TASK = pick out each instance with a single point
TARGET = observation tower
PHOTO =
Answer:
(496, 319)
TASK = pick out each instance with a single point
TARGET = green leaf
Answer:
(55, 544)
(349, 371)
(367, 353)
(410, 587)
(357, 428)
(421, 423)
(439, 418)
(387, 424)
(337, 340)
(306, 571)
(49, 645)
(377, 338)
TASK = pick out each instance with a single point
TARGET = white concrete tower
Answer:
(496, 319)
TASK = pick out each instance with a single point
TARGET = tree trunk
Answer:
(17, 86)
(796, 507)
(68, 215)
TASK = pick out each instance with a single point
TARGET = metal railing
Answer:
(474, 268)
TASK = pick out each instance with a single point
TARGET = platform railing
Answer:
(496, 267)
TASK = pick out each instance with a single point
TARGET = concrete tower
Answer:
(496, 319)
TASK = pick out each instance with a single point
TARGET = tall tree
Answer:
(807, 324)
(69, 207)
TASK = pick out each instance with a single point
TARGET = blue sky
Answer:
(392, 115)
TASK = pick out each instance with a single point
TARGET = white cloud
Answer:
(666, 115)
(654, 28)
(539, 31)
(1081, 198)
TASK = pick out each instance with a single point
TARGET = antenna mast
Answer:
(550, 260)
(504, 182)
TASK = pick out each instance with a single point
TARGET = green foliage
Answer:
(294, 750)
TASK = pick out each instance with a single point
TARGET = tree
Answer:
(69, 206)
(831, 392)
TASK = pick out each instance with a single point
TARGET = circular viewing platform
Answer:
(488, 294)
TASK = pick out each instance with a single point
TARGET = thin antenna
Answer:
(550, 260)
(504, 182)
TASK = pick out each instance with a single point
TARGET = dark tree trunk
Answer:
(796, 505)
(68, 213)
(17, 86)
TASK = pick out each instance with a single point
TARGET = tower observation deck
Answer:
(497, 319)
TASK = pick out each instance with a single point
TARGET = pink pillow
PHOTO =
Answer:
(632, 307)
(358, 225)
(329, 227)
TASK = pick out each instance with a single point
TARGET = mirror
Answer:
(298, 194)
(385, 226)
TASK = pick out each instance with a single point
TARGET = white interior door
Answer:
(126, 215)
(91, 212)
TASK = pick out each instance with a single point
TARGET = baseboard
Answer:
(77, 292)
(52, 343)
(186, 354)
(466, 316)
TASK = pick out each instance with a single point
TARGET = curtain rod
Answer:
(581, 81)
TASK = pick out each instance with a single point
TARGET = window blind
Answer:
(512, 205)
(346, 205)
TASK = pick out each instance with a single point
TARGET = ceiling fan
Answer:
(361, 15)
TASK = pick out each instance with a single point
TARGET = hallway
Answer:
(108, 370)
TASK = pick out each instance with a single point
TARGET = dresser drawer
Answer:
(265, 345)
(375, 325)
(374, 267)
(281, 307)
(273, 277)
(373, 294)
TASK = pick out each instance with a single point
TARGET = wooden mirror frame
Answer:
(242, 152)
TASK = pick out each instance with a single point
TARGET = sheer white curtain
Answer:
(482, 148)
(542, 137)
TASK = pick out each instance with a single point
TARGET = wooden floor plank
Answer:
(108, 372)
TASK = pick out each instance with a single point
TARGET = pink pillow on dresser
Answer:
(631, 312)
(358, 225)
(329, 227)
= = = = = = =
Repeat the material above exactly.

- Task answer -
TASK = pick out each instance with a single point
TARGET = observation tower
PHOTO =
Answer:
(496, 319)
TASK = pick out each instance with a single point
TARGET = green leaf
Answer:
(55, 544)
(349, 371)
(367, 353)
(410, 587)
(357, 428)
(421, 423)
(439, 418)
(387, 424)
(337, 340)
(306, 571)
(49, 645)
(377, 338)
TASK = pick out each instance with a single point
TARGET = white concrete tower
Answer:
(496, 319)
TASK = pick out each instance with a single point
TARGET = tree trunk
Answer:
(17, 86)
(796, 507)
(68, 215)
TASK = pick out each instance with a single point
TARGET = metal railing
Answer:
(474, 268)
TASK = pick out each instance with a single point
TARGET = platform railing
Answer:
(496, 267)
TASK = pick out each instance with a single point
TARGET = concrete tower
Answer:
(496, 319)
TASK = pick out each instance with a single point
TARGET = tall tree
Answer:
(807, 324)
(69, 207)
TASK = pick out each instance with a single point
TARGET = blue sky
Answer:
(392, 115)
TASK = pick out each instance with a single point
TARGET = white cloud
Answer:
(666, 115)
(654, 28)
(539, 31)
(1081, 198)
TASK = pick out each instance with a single point
TARGET = antenna mast
Answer:
(550, 260)
(504, 182)
TASK = pick out each instance with a single point
TARGET = green foliage
Answer:
(294, 750)
TASK = pick out each instance with a single point
TARGET = tree
Answer:
(69, 206)
(831, 392)
TASK = pick out each instance with a single point
TARGET = circular viewing platform
Answer:
(488, 294)
TASK = pick out each instance with a single point
TARGET = thin antenna
Answer:
(550, 260)
(504, 182)
TASK = pick out each instance with a single point
TARGET = dark tree trunk
Answer:
(796, 505)
(68, 213)
(17, 86)
TASK = pick out each instance with a single point
TARGET = tower observation deck
Answer:
(497, 319)
TASK = pick out each instance with a single point
TARGET = pink pillow
PHOTO =
Answer:
(632, 307)
(358, 225)
(329, 227)
TASK = pick out each instance with a single point
TARGET = mirror
Answer:
(298, 194)
(385, 226)
TASK = pick out each instance with a single point
TARGET = white interior door
Answer:
(126, 215)
(91, 212)
TASK = pick out each instance with a single point
TARGET = baseboard
Answer:
(77, 292)
(52, 343)
(186, 354)
(466, 316)
TASK = pick out each instance with a single point
TARGET = curtain rod
Answer:
(581, 81)
TASK = pick out each instance with a single point
TARGET = window blind
Answer:
(512, 205)
(346, 205)
TASK = pick out each instance with a single point
TARGET = ceiling fan
Answer:
(361, 15)
TASK = pick out each instance with a single point
TARGET = hallway
Answer:
(108, 370)
TASK = pick out each instance with a single point
TARGET = dresser drawer
Answer:
(265, 345)
(375, 325)
(374, 267)
(281, 307)
(273, 277)
(373, 294)
TASK = pick out each instance with a single point
TARGET = wooden mirror frame
Answer:
(242, 152)
TASK = pick out each instance with a single point
TARGET = sheer white curtain
Answer:
(482, 148)
(542, 137)
TASK = pick out each instance with a single point
TARGET = wooden floor plank
Answer:
(108, 372)
TASK = pick out each instance with a single point
TARGET = pink pillow on dresser
Answer:
(631, 312)
(358, 225)
(329, 227)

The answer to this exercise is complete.